• BRANO PROPOSTO
============

Intervista al professor Christian Rossi sulle elezioni USA: “Il socialismo ha contaminato trasversalmente la società”
1 Novembre 2020[Roberto Loddo]
Dalle recenti elezioni di midterm negli Stati Uniti e dalle primarie democratiche per la nomination presidenziale i media globali hanno evidenziato la grande corsa del senatore del Vermont Bernie Sanders e il forte radicamento di volti politici nuovi, giovani e soprattutto donne, provenienti dai settori più progressisti della società e dal Democratic Socialists of America.
Un cambiamento che parte dai rappresentanti istituzionali a tutti i livelli eletti nelle fila del Partito Democratico. Dalle prime due donne native americane Sharice Davids e Deb Haaland alle le prime donne due musulmane, la socialista dem Rashida Tlaib e l’ex rifugiata somala Ilhan Omar fino ad arrivare alla più giovane e famosa deputata della storia USA Alexandria Ocasio-Cortez, trentenne del Bronx di origini portoricane ed esponente dei Socialisti Democratici d’America che sarà sicuramente rieletta a novembre. Ne abbiamo parlato con Christian Rossi, professore associato di storia delle relazioni internazionali che insegna nel corso di laurea in scienze politiche e nel corso di laurea magistrale in relazioni internazionali dell’Università di Cagliari.
Professor Rossi esiste realmente un desiderio di trasformazione sociale in senso progressista della società statunitense?

============

• DATI FORNITI
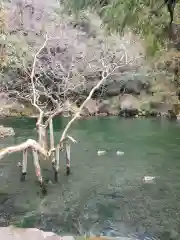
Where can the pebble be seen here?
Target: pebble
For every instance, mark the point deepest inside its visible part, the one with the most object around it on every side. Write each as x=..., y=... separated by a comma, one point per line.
x=119, y=153
x=100, y=153
x=148, y=179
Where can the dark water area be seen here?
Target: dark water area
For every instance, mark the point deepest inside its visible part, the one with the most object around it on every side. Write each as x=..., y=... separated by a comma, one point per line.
x=104, y=195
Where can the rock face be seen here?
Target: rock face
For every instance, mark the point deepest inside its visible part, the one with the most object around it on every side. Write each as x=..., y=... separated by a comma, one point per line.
x=6, y=131
x=12, y=233
x=129, y=105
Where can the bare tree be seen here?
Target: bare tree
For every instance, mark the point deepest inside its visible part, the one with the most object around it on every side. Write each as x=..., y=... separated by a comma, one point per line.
x=72, y=75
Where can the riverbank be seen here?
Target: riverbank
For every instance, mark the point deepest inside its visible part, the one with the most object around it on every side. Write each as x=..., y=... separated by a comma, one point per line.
x=125, y=105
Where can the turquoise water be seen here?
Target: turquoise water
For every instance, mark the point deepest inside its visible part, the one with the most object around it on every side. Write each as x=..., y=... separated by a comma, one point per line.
x=104, y=194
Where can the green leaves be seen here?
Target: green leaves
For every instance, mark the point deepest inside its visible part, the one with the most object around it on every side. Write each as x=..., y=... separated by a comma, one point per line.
x=138, y=15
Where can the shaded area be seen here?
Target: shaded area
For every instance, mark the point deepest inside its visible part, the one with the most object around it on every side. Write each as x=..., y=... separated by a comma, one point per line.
x=104, y=195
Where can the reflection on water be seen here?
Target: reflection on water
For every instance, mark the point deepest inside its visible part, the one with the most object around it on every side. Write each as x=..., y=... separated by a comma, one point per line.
x=104, y=195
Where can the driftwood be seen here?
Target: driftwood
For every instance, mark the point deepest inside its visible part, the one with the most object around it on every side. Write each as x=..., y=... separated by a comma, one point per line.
x=44, y=149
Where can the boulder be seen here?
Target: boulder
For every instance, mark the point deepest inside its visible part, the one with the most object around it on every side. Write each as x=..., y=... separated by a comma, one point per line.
x=129, y=105
x=6, y=131
x=91, y=107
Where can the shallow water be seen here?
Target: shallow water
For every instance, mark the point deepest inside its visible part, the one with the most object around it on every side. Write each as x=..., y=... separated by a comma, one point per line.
x=104, y=195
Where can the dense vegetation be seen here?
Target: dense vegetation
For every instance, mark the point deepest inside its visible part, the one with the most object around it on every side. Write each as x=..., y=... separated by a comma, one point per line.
x=143, y=17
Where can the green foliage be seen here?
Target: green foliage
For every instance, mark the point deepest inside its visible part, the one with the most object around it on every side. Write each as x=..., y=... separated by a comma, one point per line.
x=138, y=15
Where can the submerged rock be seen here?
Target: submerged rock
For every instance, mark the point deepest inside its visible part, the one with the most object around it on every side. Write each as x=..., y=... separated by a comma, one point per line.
x=6, y=131
x=100, y=153
x=119, y=153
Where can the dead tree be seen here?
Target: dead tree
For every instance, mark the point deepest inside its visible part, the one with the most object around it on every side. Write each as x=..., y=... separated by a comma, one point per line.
x=49, y=150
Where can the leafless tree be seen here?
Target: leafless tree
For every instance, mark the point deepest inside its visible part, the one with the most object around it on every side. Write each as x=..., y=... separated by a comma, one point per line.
x=72, y=75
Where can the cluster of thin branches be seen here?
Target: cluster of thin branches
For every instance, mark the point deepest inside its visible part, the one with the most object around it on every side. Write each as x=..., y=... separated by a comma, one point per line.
x=105, y=68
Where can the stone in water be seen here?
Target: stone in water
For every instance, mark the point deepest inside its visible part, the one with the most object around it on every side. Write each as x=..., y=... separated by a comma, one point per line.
x=100, y=153
x=119, y=153
x=148, y=179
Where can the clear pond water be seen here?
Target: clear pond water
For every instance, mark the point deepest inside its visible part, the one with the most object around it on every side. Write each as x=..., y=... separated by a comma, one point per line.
x=104, y=195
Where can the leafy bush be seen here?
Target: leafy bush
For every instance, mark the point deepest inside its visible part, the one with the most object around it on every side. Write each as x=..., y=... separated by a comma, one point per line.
x=118, y=15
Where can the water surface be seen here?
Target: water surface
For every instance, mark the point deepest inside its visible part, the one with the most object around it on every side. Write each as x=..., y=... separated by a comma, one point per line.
x=104, y=195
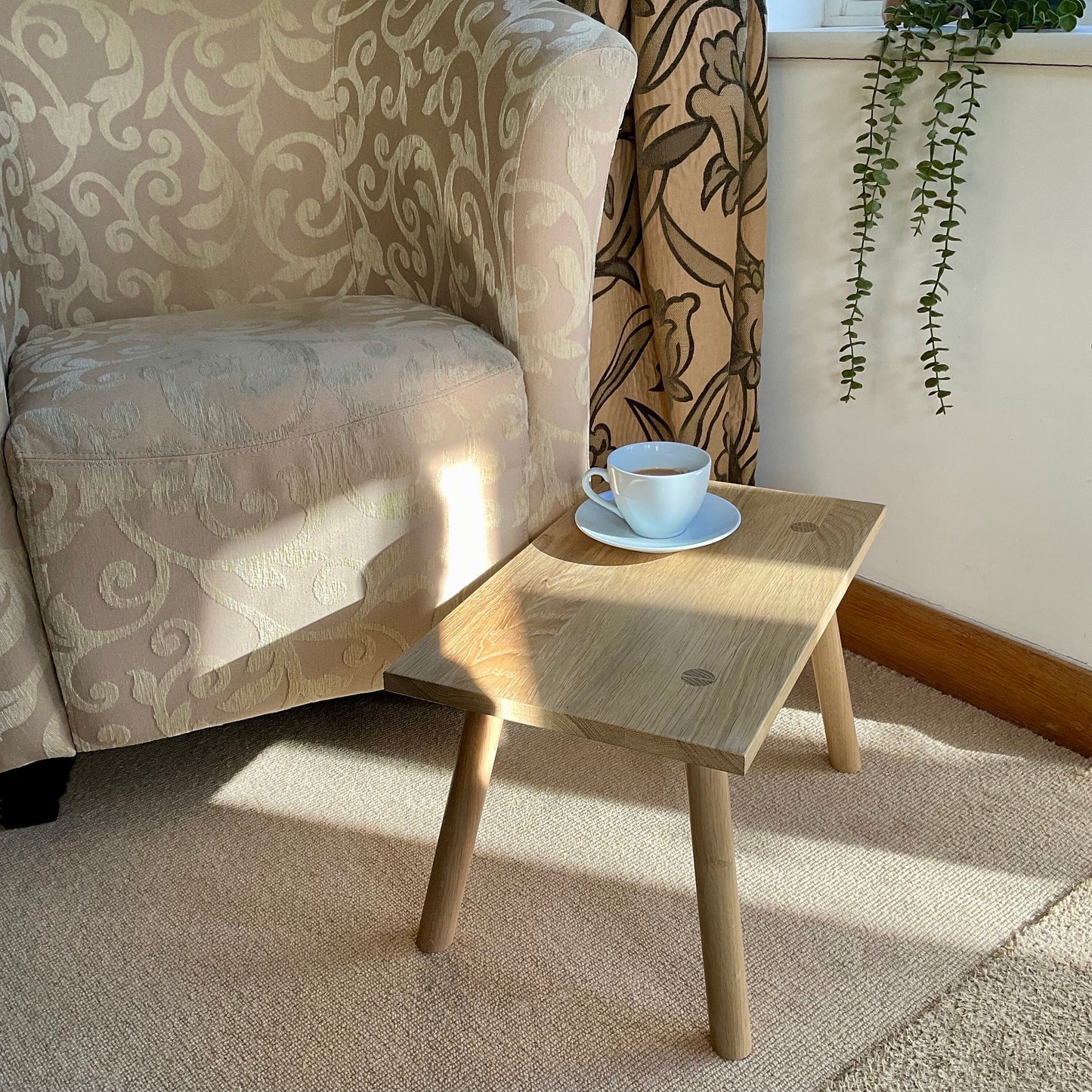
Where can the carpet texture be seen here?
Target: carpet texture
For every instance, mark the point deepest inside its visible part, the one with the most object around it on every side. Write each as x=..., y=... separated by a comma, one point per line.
x=235, y=910
x=1021, y=1021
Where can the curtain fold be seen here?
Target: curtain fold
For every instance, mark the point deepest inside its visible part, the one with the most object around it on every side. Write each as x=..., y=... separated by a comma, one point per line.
x=677, y=328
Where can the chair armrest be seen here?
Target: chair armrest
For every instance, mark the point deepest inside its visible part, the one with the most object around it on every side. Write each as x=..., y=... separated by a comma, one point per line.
x=478, y=153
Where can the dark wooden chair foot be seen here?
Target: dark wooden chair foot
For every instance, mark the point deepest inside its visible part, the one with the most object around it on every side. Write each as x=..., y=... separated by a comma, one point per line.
x=32, y=794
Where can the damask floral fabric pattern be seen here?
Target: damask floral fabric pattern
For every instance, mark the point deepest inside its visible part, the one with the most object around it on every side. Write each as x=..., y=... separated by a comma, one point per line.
x=159, y=157
x=236, y=511
x=679, y=292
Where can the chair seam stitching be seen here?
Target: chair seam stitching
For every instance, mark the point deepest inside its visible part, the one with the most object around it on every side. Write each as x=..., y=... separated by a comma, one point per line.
x=132, y=456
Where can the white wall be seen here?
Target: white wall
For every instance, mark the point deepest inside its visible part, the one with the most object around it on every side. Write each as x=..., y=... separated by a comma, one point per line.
x=991, y=507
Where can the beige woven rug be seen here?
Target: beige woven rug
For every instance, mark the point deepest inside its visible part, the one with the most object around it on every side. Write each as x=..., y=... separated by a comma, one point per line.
x=1020, y=1021
x=236, y=908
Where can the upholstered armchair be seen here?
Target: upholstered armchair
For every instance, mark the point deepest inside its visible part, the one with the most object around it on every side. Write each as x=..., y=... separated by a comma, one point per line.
x=294, y=326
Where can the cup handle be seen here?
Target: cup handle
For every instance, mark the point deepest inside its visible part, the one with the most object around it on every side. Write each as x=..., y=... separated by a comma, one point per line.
x=608, y=505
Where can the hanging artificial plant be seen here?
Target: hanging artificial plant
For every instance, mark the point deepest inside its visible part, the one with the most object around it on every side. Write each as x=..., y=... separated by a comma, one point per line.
x=957, y=35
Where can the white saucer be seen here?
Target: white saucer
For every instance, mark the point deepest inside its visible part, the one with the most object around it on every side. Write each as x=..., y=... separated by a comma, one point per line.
x=716, y=520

============

• CONSEGNE
a) Duplica il tratto dell'intervista sulle elezioni USA che va da "Intervista al professor" fino a "Socialists of America.".
b) Rispondi alle seguenti domande basandoti sull'intervista sulle elezioni USA.
(i) Di quale stato è senatore Bernie Sanders?
(ii) Da quale quartiere proviene Alexandria Ocasio-Cortez?
(iii) In quale università insegna Christian Rossi?
c) Elenca tutte le donne citate per nome nell'intervista sulle elezioni USA.

• SOLUZIONI
a)
Intervista al professor Christian Rossi sulle elezioni USA: “Il socialismo ha contaminato trasversalmente la società”
1 Novembre 2020[Roberto Loddo]
Dalle recenti elezioni di midterm negli Stati Uniti e dalle primarie democratiche per la nomination presidenziale i media globali hanno evidenziato la grande corsa del senatore del Vermont Bernie Sanders e il forte radicamento di volti politici nuovi, giovani e soprattutto donne, provenienti dai settori più progressisti della società e dal Democratic Socialists of America.

b)
(i) Vermont.
(ii) Bronx.
(iii) Università di Cagliari.

c)
Sharice Davids
Deb Haaland
Rashida Tlaib
Ilhan Omar
Alexandria Ocasio-Cortez